§ **Seçilmiş Bölüm**
============================================================
Ege ve Marmara’yı birbirinden ayıran, her iki bölgenin oksijen ihtiyacını karşılayan, Dünya üzerindeki en temiz 2. havaya sahip olan bölge, mitolojiye ev sahipliği yapmış bir coğrafya: Kaz Dağları
Senelerdir gitmek istediğim Kaz Dağları bölgesine, havalarında açmaya başladığı şu günlerde gitmenin iyi olabileceğini düşündüm, başladım planlara.
Ege ve Akdeniz’in coğrafyası zordur. Birbirine yakın gözüken, ama ulaşımı zor olan çok fazla yer vardır. Kaz Dağları’nda da öncesinde bölge seçimi yapmak gerekiyor. Milli Park’ın hangi tarafında kalınacağı, ulaşımı vs.. derken, Akçay’a yakın olan bölgeyi gözüme kestirdim. Milli parkın güney bölgesine düşen Akçay merkez ve buraya yakın olan köyleri de gezmek sureti ile bir plan oluşturdum.
============================================================
[Nokta işaretleme kayıtları]
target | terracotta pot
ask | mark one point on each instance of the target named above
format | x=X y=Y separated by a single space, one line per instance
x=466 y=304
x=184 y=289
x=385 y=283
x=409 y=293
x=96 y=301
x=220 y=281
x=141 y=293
============================================================
§ **İstekler**
(a) Kaz Dağları yazısına göre şu soruları yanıtla:
(i) Kaz Dağları hangi iki bölgeyi birbirinden ayırır?
(ii) Kalınacak yer seçilirken hangi yere yakın olan bölge tercih edildi?
(iii) Akçay merkez, milli parkın hangi bölgesine düşer?
(b) Kaz Dağları yazısında "Ege ve Marmara’yı" ile "düşündüm, başladım planlara." arasındaki kısmı, bu iki ifade de dahil olmak üzere, hiç değiştirmeden alıntıla.
(c) Kaz Dağları gezisini anlatan yazıyı, son cümlesinden sonra gelecek şekilde devam ettir.

§ **Görevlere Göre Çıktılar**
(a)
(i) Ege ve Marmara'yı.
(ii) Akçay'a yakın olan bölge.
(iii) Güney bölgesine.

(b)
Ege ve Marmara’yı birbirinden ayıran, her iki bölgenin oksijen ihtiyacını karşılayan, Dünya üzerindeki en temiz 2. havaya sahip olan bölge, mitolojiye ev sahipliği yapmış bir coğrafya: Kaz Dağları
Senelerdir gitmek istediğim Kaz Dağları bölgesine, havalarında açmaya başladığı şu günlerde gitmenin iyi olabileceğini düşündüm, başladım planlara.

(c)
Ulaşım
Bölgeye ulaşım için havalimanından yararlanmak güzel bir seçenek. Uygun saatlerde uçuşlarının olması ve uçuş süresinin kısalığı nedeni ile son derece çekici bir ulaşım tercihi. Alternatif olarak özel araba, otobüs de tercih edilebilir. Ancak yolda geçirilecek zaman artacaktır. Ben hafta sonu için sadece 2 günlüğüne gittiğim için, yollarda çok fazla zaman kaybetmek istemedim ve uçak ile yolculuk yaptım. Edremit Koca Seyit (Çanakkale Savaşı’ndaki Koca Seyit Balıkesirli olduğu için, Balıkesir Havalimanına kendi ismi verilmiştir.) Havalimanı’ndan Akçay’a ulaşmak yaklaşık 25 dakika sürüyor. Akçay merkeze en yakın olan Kızılkeçili köyüne ulaşmak ise, 5 dakika kadar sürüyor.
Konaklama
Akçay’da kalacak birçok yer mevcut. Ben tercihimi Akçay merkez yerine, Kaz Dağlarına daha yakın olması nedeni ile Kızılkeçili köyünde yer alan Ida Natura Life Style Otel’den yana kullandım.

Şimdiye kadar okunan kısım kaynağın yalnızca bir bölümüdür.